• What is needed:
Please reproduce every record, keeping each one exactly as written.

Records shown Block Start

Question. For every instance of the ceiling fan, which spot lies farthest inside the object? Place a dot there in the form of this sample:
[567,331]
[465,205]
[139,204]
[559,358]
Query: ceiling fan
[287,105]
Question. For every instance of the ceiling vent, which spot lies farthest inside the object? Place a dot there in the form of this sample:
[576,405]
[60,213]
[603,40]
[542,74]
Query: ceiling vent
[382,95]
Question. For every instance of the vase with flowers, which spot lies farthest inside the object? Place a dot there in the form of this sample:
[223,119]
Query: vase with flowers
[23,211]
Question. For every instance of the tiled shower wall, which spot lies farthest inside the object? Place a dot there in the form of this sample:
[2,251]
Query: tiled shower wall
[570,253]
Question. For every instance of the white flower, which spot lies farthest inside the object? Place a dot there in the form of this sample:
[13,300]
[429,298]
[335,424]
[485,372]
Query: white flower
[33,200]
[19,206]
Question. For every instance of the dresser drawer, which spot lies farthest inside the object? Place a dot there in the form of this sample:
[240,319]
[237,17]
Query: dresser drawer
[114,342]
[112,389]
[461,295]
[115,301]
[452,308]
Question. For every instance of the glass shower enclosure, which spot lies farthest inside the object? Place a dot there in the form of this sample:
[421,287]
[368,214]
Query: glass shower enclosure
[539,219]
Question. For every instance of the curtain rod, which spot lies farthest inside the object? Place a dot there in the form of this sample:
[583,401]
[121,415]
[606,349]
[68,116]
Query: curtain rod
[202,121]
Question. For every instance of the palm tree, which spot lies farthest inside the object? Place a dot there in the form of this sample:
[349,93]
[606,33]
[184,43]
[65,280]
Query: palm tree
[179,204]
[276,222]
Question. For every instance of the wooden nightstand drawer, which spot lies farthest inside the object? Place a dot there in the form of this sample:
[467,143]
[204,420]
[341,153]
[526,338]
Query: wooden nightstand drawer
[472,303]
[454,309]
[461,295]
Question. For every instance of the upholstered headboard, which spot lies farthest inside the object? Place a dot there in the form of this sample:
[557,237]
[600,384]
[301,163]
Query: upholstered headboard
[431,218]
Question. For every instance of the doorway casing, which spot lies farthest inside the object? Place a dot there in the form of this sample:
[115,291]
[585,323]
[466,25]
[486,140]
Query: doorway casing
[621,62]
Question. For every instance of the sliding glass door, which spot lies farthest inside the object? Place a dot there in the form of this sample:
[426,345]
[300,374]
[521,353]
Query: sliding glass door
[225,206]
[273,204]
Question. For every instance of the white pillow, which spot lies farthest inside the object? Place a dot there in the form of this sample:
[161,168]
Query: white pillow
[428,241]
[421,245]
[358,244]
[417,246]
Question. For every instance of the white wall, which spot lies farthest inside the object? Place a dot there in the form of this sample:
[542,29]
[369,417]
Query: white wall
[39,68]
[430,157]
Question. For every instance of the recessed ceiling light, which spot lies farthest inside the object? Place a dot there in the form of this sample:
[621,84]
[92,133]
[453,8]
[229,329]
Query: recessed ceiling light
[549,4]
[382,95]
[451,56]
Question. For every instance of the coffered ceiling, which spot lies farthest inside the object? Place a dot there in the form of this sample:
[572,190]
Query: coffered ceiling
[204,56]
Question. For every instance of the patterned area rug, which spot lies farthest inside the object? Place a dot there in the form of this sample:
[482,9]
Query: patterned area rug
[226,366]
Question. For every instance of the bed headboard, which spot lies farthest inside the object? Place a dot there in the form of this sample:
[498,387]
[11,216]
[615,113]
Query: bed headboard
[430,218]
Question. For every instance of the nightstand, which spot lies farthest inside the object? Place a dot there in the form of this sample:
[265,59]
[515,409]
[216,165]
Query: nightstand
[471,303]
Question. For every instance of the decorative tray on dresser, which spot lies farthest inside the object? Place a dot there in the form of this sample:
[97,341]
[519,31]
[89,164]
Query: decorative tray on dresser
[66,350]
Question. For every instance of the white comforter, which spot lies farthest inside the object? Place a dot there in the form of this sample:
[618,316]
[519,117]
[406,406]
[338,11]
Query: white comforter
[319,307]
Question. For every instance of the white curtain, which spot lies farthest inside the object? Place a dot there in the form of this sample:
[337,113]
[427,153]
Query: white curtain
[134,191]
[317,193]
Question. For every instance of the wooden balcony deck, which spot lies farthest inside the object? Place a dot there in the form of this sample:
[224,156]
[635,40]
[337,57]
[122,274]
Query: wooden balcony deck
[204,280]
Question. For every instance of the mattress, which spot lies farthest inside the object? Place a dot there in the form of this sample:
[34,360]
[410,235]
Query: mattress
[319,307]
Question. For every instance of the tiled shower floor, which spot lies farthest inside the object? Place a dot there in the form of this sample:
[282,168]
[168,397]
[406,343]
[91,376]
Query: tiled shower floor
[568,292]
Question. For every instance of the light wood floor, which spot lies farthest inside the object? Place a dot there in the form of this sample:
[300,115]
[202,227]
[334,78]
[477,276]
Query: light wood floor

Records shown Block End

• Answer box:
Question. For every instance of the ceiling fan, which spot lies farthest inside the object? Place a dot there in the form of this sample:
[567,331]
[465,205]
[139,204]
[559,358]
Query: ceiling fan
[287,105]
Question. For every instance of the ceiling vent, which spot lies farthest inside the object? Place a dot there in the form of this sample:
[576,405]
[60,213]
[603,40]
[542,74]
Query: ceiling vent
[382,95]
Question. For every instance of the vase with flowers, which spot lies farthest inside the object? Place a dot there in the form of this sample:
[223,119]
Query: vase with flowers
[23,211]
Question. For every instance of the tiled shower wall, which spot lies farthest inside the object? Place a dot there in the form of this sample:
[2,251]
Query: tiled shower wall
[570,253]
Question. For every instance of the white flower, which spot lies farthest inside the object? Place a dot there in the form of this sample:
[13,300]
[429,298]
[335,424]
[485,372]
Query: white flower
[33,200]
[19,206]
Question. For every instance of the dresser drawer, which spot lies farthest inside the object? Place a dot there in the form of this sample:
[240,319]
[237,17]
Query: dresser drawer
[114,342]
[112,389]
[461,295]
[115,301]
[452,308]
Question. For every instance of the glass shower enclosure, which spot lies farthest inside the object? Place a dot there in the form of this sample:
[421,287]
[368,214]
Query: glass shower enclosure
[539,219]
Question. For every instance of the curtain rod, which spot lies farthest inside the object? Place a dot there in the form of this sample:
[583,401]
[121,415]
[606,349]
[68,116]
Query: curtain rod
[202,121]
Question. For every instance of the palm tree, which spot lies farthest inside the object? Place a dot there in the form of this sample:
[349,93]
[606,33]
[184,43]
[65,280]
Query: palm tree
[179,204]
[276,222]
Question. For every instance of the wooden nightstand drawer, which spot lies farthest inside the object? Place a dot there in the form of this sample:
[467,143]
[204,420]
[341,153]
[526,338]
Query: wooden nightstand drawer
[472,303]
[454,309]
[461,295]
Question. For every instance of the upholstered headboard, which spot lies farthest inside the object? Place a dot there in the form of this sample:
[557,237]
[600,384]
[301,163]
Query: upholstered headboard
[431,218]
Question. For every instance of the doorway casing, which spot lies farthest inside the object? Place a dot there in the form of this sample:
[115,291]
[585,323]
[466,25]
[486,140]
Query: doorway casing
[621,62]
Question. For every instance of the sliding glass door, which spot lies farthest inside the object? Place a dot there in the form of this sample:
[426,345]
[300,374]
[521,353]
Query: sliding glass door
[225,206]
[273,204]
Question. For every instance of the white pillow, which spot lies farthest inside the object? Place a dot there in the form of this sample:
[161,168]
Query: white pillow
[428,241]
[421,245]
[358,244]
[417,246]
Question. For every instance of the white wall, which spot lies farthest inside the object? Place a dot there in the form of this sample:
[542,29]
[369,417]
Query: white wall
[39,68]
[430,157]
Question. For every instance of the recessed ceiling light, which spot lies farthest inside the object? Place a dot there in the form of this sample:
[621,84]
[92,133]
[453,8]
[229,329]
Query: recessed ceiling light
[549,4]
[382,95]
[451,56]
Question. For every instance of the coffered ceiling, which spot lies farthest inside the object? Place a dot there in the form of this sample:
[572,190]
Query: coffered ceiling
[204,56]
Question. For every instance of the patterned area rug, which spot lies farthest inside the object? Place a dot there in the form of this sample:
[482,9]
Query: patterned area rug
[226,366]
Question. For every instance of the bed headboard, which spot lies farthest inside the object? Place a dot there in the form of this sample:
[498,387]
[11,216]
[615,113]
Query: bed headboard
[430,218]
Question. For every instance of the nightstand, which spot lies farthest inside the object? Place a dot there in the form of this sample:
[265,59]
[515,409]
[216,165]
Query: nightstand
[471,303]
Question. For every instance of the decorative tray on dresser, which spot lies farthest inside the object? Place a dot there in the form of this sample:
[97,341]
[519,31]
[89,164]
Query: decorative tray on dresser
[66,350]
Question. For every instance of the white comforter, which spot lies farthest inside the object? Place a dot there in the form of this sample:
[618,316]
[519,117]
[406,406]
[338,11]
Query: white comforter
[319,307]
Question. For every instance of the white curtain, which spot lies farthest inside the object? Place a dot there in the form of this sample:
[337,113]
[427,153]
Query: white curtain
[134,191]
[317,193]
Question. For every instance of the wooden balcony deck, which spot lies farthest inside the object? Place a dot there in the form of this sample:
[224,156]
[635,40]
[337,57]
[122,274]
Query: wooden balcony deck
[204,280]
Question. For every instance of the mattress, which spot lies farthest inside the object? Place a dot there in the form of this sample:
[34,360]
[410,235]
Query: mattress
[319,307]
Question. For every instance of the tiled shower floor, which spot lies farthest inside the object? Place a dot there in the form of this sample:
[282,168]
[168,397]
[406,343]
[91,376]
Query: tiled shower floor
[568,292]
Question. For every instance of the light wood floor, which spot lies farthest inside the object? Place a dot there in the form of this sample:
[300,115]
[202,227]
[334,78]
[477,276]
Query: light wood floor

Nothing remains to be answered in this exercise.